» **EXTRACT TO READ**
______________________________
Case study: Yu Mei, you a-mei-ze us – why brand is this label’s most valuable accessory
How do you take over the fashion world? With an impeccable product and faultless brand marketing. Luxury fashion brand Yu Mei is a Kiwi success story taking Australasia by storm.
Tracksuit data tells us they’re the only brand in their competitor set to have doubled their awareness across Australia in the past quarter. People are associating words like ‘quality’, ‘unique’ and ‘luxury’ with Yu Mei. They’re the brand in the hands of fashion forward young women, having seen the highest growth of awareness with Gen Zers among their competitors. Most recently, we’ve seen that people are turning their heads to look from Status Anxiety to Yu Mei.
Here is an inside look at how brand tracking has given Yu Mei an edge.
Tracksuit's timeline view shows the accelerated trajectory of Yu Mei's brand awareness, comparative to their core competitive set.
Practical, but do it with style
Jessie Wong, Founder of Yu Mei, had a simple vision rooted in utmost practicality.
All she wanted was “a bag that would carry everything I needed in a day, which was my laptop, lunch box, phone charger, makeup bag, an A3 visual diary and the kitchen sink.” Nobody, Jessie says, was considering what a modern woman needed to carry in a day. A handbag designed to be both fashionable and functional turned out to be the creative formula that makes Yu Mei so unique.
Taking unlikely combinations of utility and aesthetic, as well as luxury and sustainability – Jessie is fiercely proud of Yu Mei’s regenerative supply chain – make her understated luxury leather accessories surprising and different.
Add to this clever marketing, and Yu Mei has achieved the enviable result of simultaneously harnessing current demand and creating future demand. Now the brand is primed for to conquer the fashion world on both sides of the Tasman.
A Trans-Tasman power move
Jessie is savvy about branding. As Yu Mei expands into Australia, she knows the strength of the brand will power the expansion.
She reveals that their biggest marketing budgets are going toward brand building in Australia at the moment. Their journey is supported by the human-centred digital marketing team at Pilot. And of course, insights from Tracksuit.
______________________________
» **TASKS TO COMPLETE**
• A. According to the Yu Mei case study, why are the brand's biggest marketing budgets currently going toward brand building in Australia? Answer in one to three sentences.
• B. Write the next few paragraphs of the Yu Mei case study, beginning right after its final sentence.

» **AVAILABLE DATA**
______________________________
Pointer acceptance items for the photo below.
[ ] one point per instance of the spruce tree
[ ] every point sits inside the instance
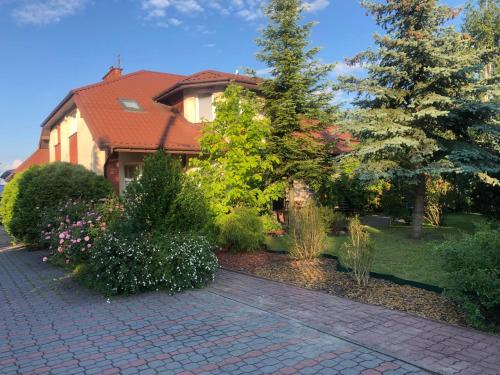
______________________________
» **ANSWERS TO THE EXERCISE**
• A. Jessie Wong knows that the strength of the brand will power Yu Mei's expansion into Australia. Because of that, she is putting the largest share of marketing spending into building the brand there.

• B.
"We love logging into Tracksuit to ensure that our digital marketing efforts are not only converting well now, but also creating future demand amongst our clients' target audience," says Tom Gibson, Partner at Pilot
Sales are easy enough to measure; brand is a different story. And Yu Mei’s team know that in order to make sure there is demand for their product in Australia, they need to track the brand. “We’ve spent a lot of time unpicking our brand and the proposition we’re taking into the market. Building brand is a big investment so it was important for us to find a tool with which we could track and measure our success and progress, over time – especially in a new market where we started from scratch. Tracksuit makes everything more tangible. We're able to measure brand health in one dashboard.”
These insights allow the team at Yu Mei to make smart decisions about the brand’s next steps.
“Tracksuit’s metrics are one of our key KPIs that impact our decision to open stores in a particular region. We will also take the data back to our wholesaler accounts and buyers and show them progress to help shape meaningful conversations,” says Jessie.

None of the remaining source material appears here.